Reading passage →
= = =

# How to get him to stop barking during play/training?



## vicky2200 (Feb 14, 2012)

Some of you may remember my issues with Weegee in the past. I am happy to say we have made some progress with people coming into the house and I have full faith he will eventually be 100% perfect in that area.

The past few days I have been letting Weegee off leash in the yard to play and train. This is big for him. He has done GREAT as long as I keep him busy. The problem I am having is that he barks almost the whole time. I find it annoying, but I would tolerate it (because he is happy) but I am afraid the neighbors will be annoyed by it. If I throw the ball for him to retrieve it, he doesn't bark. However, before I throw the ball, I have him do tricks (sit, stay, circle, around, up on a picnic table) and he barks THE WHOLE TIME he is doing the tricks. I have corrected it by saying no or quiet and I have tried not giving him the ball until he is quiet. This has been a problem, even during play inside and it doesn't seem to be improving. Other than the mentioned methods, what would you do?


----------



## patk (Jun 13, 2013)

the usual method is to turn your back to the dog as a signal that the barking is not appreciated. dogs seem to value "face time." when he stops barking, you resume the desired activity. when the barking starts up again, you stop and turn your back. not guaranteed, but can be surprisingly effective. then you can teach bark on command to get it under even more control.


----------



## vicky2200 (Feb 14, 2012)

I will try turning my back on him. He already knows to bark on command, he just loves to bark while doing his other tricks too. I like that he is so happy and having fun, but it gets annoying fast.


----------



## fjm (Jun 4, 2010)

= = =

Supplied entries →

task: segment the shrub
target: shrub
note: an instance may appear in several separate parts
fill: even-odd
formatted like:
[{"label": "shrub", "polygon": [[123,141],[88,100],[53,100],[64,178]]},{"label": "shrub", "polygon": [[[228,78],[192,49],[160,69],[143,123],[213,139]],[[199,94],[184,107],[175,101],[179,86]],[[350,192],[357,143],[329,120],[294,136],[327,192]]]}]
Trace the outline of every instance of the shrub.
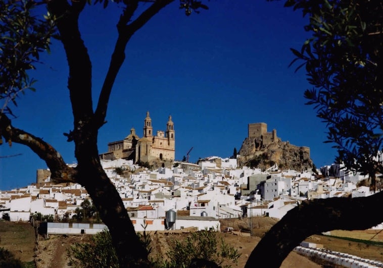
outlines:
[{"label": "shrub", "polygon": [[68,265],[73,267],[119,267],[112,237],[106,230],[92,236],[90,243],[74,243],[67,250],[67,256]]},{"label": "shrub", "polygon": [[8,268],[23,268],[23,263],[15,258],[13,253],[4,247],[0,247],[0,267]]},{"label": "shrub", "polygon": [[[217,233],[207,230],[192,233],[184,240],[175,240],[166,254],[167,260],[154,261],[157,267],[230,267],[236,263],[241,253],[227,244],[223,238],[218,239]],[[197,266],[196,266],[197,265]]]}]

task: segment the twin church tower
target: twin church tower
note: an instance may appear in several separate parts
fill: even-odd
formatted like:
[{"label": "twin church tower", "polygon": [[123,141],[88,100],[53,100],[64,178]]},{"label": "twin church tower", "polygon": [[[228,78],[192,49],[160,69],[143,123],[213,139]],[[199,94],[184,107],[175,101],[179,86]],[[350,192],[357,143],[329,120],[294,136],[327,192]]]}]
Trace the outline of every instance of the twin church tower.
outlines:
[{"label": "twin church tower", "polygon": [[100,154],[101,159],[123,158],[134,163],[152,162],[157,159],[173,160],[175,156],[174,124],[171,116],[166,123],[166,132],[158,130],[153,135],[153,127],[149,112],[143,123],[143,136],[139,138],[132,128],[130,134],[123,140],[108,143],[108,152]]}]

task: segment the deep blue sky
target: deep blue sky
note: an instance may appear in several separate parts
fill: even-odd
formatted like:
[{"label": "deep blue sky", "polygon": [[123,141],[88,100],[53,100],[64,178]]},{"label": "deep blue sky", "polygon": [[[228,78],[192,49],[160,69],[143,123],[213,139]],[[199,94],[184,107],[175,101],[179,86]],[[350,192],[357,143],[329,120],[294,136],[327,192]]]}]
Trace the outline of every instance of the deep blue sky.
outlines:
[{"label": "deep blue sky", "polygon": [[[190,160],[231,155],[247,136],[248,124],[264,122],[283,141],[311,148],[317,167],[331,164],[336,151],[324,144],[325,125],[304,104],[311,88],[303,69],[288,68],[290,47],[308,38],[302,13],[283,7],[284,1],[211,0],[210,9],[185,16],[176,1],[136,32],[127,46],[126,60],[114,85],[100,131],[99,152],[109,141],[122,139],[132,127],[141,136],[147,111],[154,130],[174,122],[176,158],[193,147]],[[148,4],[147,4],[148,5]],[[87,6],[80,17],[82,36],[92,62],[93,105],[117,37],[119,10],[111,3]],[[27,92],[14,108],[13,125],[43,138],[68,163],[76,162],[73,143],[64,132],[73,128],[66,87],[68,67],[62,45],[54,41],[50,55],[30,76],[36,92]],[[28,148],[5,143],[0,156],[0,189],[35,182],[45,163]]]}]

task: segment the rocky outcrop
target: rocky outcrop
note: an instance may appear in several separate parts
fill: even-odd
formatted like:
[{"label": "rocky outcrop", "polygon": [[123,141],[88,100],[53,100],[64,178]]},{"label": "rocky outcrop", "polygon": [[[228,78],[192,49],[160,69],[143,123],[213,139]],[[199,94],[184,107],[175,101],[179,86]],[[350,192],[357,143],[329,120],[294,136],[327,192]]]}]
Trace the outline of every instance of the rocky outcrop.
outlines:
[{"label": "rocky outcrop", "polygon": [[263,144],[262,137],[246,138],[239,151],[238,164],[267,169],[276,164],[279,169],[310,170],[313,164],[310,158],[310,148],[291,144],[280,139],[267,145]]}]

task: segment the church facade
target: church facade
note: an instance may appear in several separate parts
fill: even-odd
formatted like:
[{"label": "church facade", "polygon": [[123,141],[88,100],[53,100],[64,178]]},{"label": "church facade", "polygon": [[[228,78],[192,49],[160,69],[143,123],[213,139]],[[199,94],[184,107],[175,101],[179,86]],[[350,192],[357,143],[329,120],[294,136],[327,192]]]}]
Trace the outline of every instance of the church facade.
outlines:
[{"label": "church facade", "polygon": [[111,160],[122,158],[132,159],[134,163],[174,159],[175,136],[171,116],[166,123],[166,132],[158,130],[155,135],[152,119],[147,112],[143,130],[143,136],[139,138],[132,128],[130,134],[123,140],[108,143],[108,152],[100,154],[100,157]]}]

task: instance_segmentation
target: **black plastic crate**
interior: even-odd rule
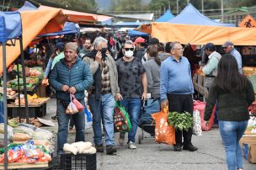
[[[96,170],[97,161],[95,154],[61,154],[52,159],[50,167],[54,170]]]

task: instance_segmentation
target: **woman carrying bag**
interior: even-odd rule
[[[219,129],[229,170],[243,169],[239,141],[249,120],[248,107],[254,99],[253,85],[239,73],[236,59],[232,55],[224,55],[218,65],[215,83],[210,88],[204,120],[210,120],[217,102]]]

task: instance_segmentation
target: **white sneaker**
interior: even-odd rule
[[[128,148],[129,149],[136,149],[137,147],[136,146],[135,143],[132,141],[129,141],[128,143]]]

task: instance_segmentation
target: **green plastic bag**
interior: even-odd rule
[[[115,102],[114,109],[114,127],[115,132],[128,132],[131,130],[129,114],[120,101]]]

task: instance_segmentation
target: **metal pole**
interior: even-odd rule
[[[204,0],[202,0],[202,13],[204,14]]]
[[[223,10],[223,0],[221,0],[221,22],[224,21],[224,10]]]
[[[23,74],[23,76],[22,76],[22,77],[23,77],[23,86],[24,86],[24,99],[25,99],[26,123],[29,124],[27,82],[26,82],[26,74],[25,74],[25,63],[24,63],[24,51],[23,51],[22,35],[19,37],[19,44],[20,44],[20,55],[21,55],[21,65],[22,65],[22,74]]]
[[[6,72],[6,43],[3,43],[3,118],[4,118],[4,169],[8,169],[8,113],[7,113],[7,72]]]

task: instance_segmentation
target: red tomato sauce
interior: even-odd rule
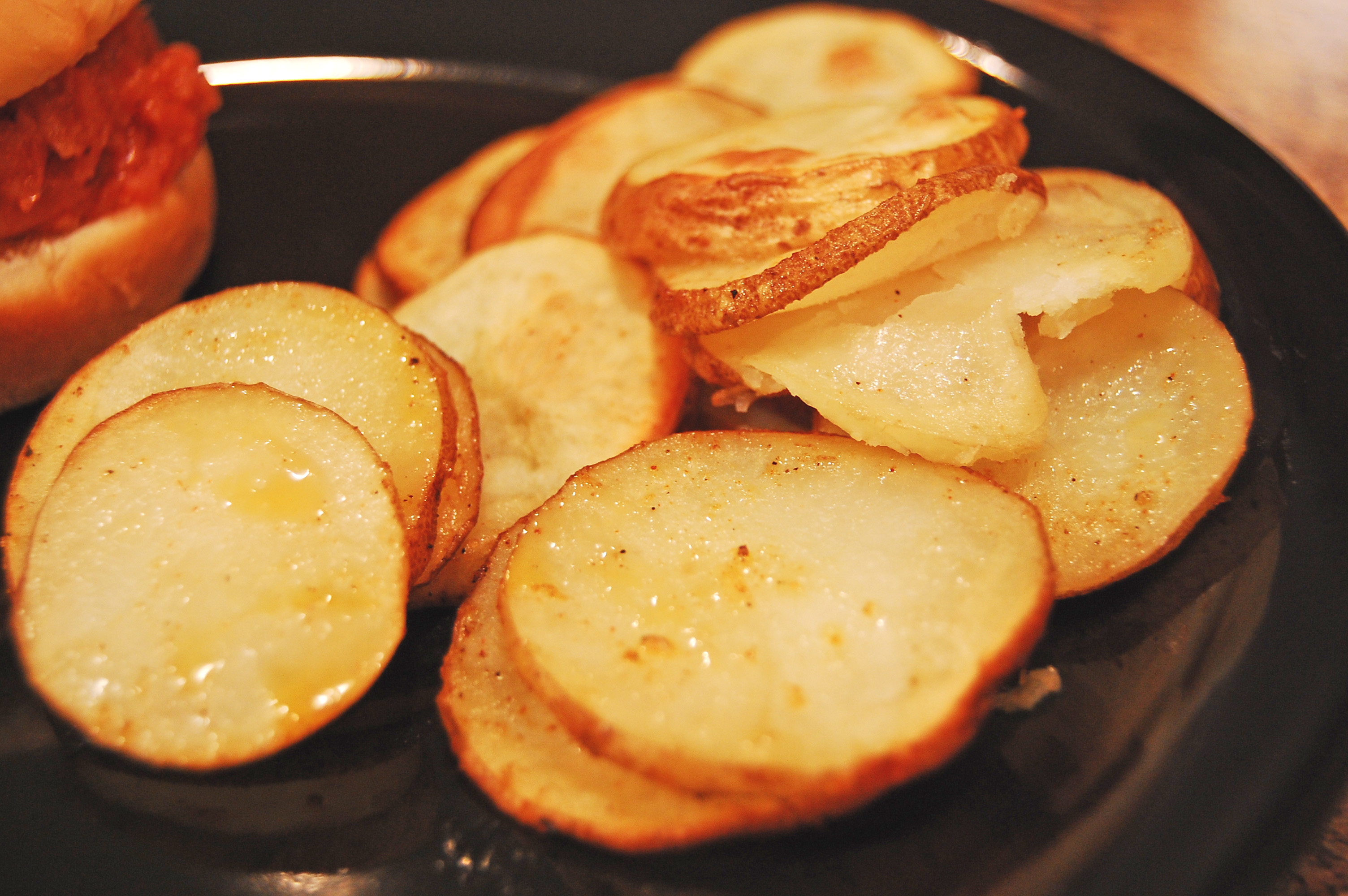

= = =

Your objective → Write out the dog-barking thread in full, word for word. The listing has no connection to the dog-barking thread.

Response to the exercise →
# How to get him to stop barking during play/training?



## vicky2200 (Feb 14, 2012)

Some of you may remember my issues with Weegee in the past. I am happy to say we have made some progress with people coming into the house and I have full faith he will eventually be 100% perfect in that area.

The past few days I have been letting Weegee off leash in the yard to play and train. This is big for him. He has done GREAT as long as I keep him busy. The problem I am having is that he barks almost the whole time. I find it annoying, but I would tolerate it (because he is happy) but I am afraid the neighbors will be annoyed by it. If I throw the ball for him to retrieve it, he doesn't bark. However, before I throw the ball, I have him do tricks (sit, stay, circle, around, up on a picnic table) and he barks THE WHOLE TIME he is doing the tricks. I have corrected it by saying no or quiet and I have tried not giving him the ball until he is quiet. This has been a problem, even during play inside and it doesn't seem to be improving. Other than the mentioned methods, what would you do?


----------



## patk (Jun 13, 2013)

the usual method is to turn your back to the dog as a signal that the barking is not appreciated. dogs seem to value "face time." when he stops barking, you resume the desired activity. when the barking starts up again, you stop and turn your back. not guaranteed, but can be surprisingly effective. then you can teach bark on command to get it under even more control.


----------



## vicky2200 (Feb 14, 2012)

I will try turning my back on him. He already knows to bark on command, he just loves to bark while doing his other tricks too. I like that he is so happy and having fun, but it gets annoying fast.


----------



## fjm (Jun 4, 2010)